Some records
● ● ●
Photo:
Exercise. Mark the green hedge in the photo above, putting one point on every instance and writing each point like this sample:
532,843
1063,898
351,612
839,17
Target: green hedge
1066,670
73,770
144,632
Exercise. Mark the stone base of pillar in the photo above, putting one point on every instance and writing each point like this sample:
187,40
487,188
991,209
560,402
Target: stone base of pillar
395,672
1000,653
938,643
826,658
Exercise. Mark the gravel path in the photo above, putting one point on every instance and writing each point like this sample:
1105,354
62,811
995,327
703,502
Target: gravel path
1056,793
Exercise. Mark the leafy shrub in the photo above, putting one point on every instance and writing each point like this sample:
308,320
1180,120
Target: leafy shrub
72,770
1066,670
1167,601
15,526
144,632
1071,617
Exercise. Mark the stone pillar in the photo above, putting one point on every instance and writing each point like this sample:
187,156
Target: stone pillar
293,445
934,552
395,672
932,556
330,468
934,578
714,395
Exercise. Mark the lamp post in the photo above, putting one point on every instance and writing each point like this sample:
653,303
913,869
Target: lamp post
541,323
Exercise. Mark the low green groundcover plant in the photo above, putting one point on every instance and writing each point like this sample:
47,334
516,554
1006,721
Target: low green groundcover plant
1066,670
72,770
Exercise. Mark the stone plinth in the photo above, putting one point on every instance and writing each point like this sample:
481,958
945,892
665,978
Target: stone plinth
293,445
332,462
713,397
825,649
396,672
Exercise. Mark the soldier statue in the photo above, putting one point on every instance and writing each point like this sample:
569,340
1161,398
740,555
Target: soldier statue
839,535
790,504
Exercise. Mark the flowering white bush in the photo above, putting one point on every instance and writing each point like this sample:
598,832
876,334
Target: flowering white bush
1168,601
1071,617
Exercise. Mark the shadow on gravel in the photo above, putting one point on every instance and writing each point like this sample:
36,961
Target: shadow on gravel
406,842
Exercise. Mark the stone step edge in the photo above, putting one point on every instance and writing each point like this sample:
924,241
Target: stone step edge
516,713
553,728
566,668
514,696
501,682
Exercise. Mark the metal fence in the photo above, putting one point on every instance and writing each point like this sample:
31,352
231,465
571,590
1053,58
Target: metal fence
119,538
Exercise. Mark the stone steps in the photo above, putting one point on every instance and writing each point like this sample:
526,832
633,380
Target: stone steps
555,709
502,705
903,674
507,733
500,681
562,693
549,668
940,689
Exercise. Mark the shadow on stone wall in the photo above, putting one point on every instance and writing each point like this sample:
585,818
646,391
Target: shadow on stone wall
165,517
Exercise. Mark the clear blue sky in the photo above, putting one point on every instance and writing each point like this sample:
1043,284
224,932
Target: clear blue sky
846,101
● ● ●
What the task requires
Edit the records from the line containing "Exercise. Mark the stone steps" through the end of the records, inclusive, replacing "clear blue sky" with "cloudless sky" and leaving everything else unchanged. Give back only those lines.

Output of the exercise
Exercise. Mark the stone steps in the photo above, putting one point on every instance and writing each point like this sample:
526,832
633,380
Target: stone steps
555,709
502,705
903,674
507,733
500,681
562,693
549,668
940,689
Exercise. Mark the shadow on stone wall in the photo above, putting one point on every instance and writing each point like this sample:
585,818
646,391
Target: shadow on stone wall
165,517
Exercise. Mark the cloudless sky in the photo above, putting one point on every instance and writing each point like this sample:
1043,284
224,932
Target: cloudless sky
846,101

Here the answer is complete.